*Exercise description*.
Copy the listing below verbatim, from its start through the line containing "pixel 106 223", both ends included, and omit the pictures from your output.

## begin Material for this exercise

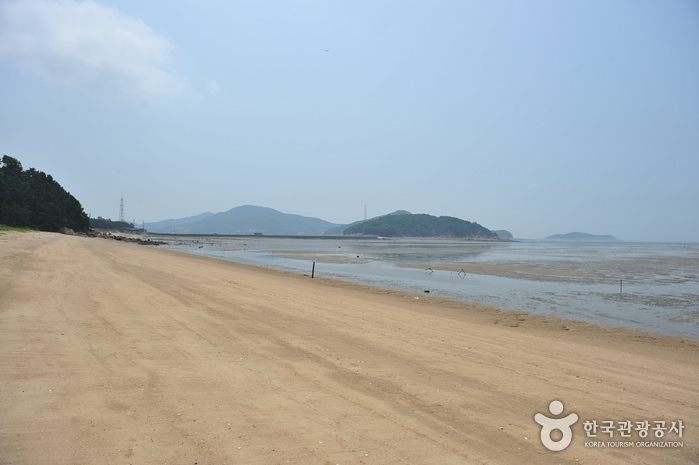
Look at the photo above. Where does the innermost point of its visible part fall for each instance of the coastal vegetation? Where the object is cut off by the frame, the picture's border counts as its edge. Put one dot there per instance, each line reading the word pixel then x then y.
pixel 32 198
pixel 421 225
pixel 106 223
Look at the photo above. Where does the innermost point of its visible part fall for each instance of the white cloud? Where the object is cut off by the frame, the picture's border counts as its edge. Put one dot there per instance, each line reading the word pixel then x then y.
pixel 87 45
pixel 213 86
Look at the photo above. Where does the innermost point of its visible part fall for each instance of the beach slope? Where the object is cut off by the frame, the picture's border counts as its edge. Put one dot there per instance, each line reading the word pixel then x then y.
pixel 118 353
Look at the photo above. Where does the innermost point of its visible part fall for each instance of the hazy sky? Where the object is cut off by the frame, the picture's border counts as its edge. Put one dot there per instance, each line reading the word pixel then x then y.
pixel 539 117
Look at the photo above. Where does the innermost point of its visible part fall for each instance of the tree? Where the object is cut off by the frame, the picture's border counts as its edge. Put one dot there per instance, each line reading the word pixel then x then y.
pixel 33 198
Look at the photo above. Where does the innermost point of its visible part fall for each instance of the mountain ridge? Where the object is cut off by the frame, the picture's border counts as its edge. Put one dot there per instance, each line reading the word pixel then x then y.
pixel 578 236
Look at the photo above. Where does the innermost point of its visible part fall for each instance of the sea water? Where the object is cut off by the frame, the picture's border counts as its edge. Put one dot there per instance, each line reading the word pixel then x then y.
pixel 648 286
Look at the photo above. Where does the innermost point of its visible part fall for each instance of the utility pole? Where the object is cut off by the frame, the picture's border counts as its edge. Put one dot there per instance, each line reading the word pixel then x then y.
pixel 122 218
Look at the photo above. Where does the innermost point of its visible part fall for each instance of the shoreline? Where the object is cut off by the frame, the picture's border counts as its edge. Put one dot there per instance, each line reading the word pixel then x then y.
pixel 117 353
pixel 509 274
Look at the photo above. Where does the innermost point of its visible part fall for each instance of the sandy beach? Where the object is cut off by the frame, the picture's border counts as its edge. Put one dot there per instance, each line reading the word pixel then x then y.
pixel 118 353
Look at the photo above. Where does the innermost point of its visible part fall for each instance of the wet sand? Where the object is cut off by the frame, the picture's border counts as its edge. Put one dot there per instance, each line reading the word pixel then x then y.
pixel 121 353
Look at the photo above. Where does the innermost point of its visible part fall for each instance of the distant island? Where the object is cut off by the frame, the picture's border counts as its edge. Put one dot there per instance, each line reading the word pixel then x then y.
pixel 339 230
pixel 421 225
pixel 582 237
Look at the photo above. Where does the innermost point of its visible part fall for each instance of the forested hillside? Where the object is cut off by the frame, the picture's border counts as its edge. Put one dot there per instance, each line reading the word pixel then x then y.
pixel 421 225
pixel 34 199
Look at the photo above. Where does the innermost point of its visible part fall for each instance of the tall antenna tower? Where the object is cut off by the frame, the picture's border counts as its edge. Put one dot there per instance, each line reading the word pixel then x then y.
pixel 122 218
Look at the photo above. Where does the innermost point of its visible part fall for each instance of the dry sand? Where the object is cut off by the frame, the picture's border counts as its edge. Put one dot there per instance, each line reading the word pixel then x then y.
pixel 119 353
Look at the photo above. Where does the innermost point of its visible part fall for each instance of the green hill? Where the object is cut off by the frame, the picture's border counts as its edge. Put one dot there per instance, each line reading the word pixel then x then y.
pixel 34 199
pixel 577 236
pixel 421 225
pixel 340 230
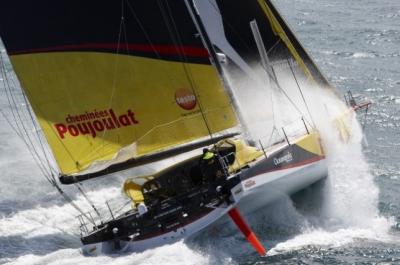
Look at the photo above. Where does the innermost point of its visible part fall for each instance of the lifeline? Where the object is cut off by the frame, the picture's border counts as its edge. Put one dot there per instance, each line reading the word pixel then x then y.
pixel 105 120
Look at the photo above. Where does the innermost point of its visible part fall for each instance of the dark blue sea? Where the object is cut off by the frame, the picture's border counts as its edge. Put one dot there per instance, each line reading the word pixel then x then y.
pixel 353 217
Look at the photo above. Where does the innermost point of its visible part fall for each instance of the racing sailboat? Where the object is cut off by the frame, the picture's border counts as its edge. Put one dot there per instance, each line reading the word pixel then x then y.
pixel 119 84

## end Material for this exercise

*Exercise response*.
Look at the photo above. Where does the innermost point of its visible part fall for each instance of the coastal vegetation? Where the object is cut off by the frame, the picture's border counts as its edge. Put one dot there per instance, each line reading the word pixel then x then y.
pixel 32 198
pixel 421 225
pixel 106 223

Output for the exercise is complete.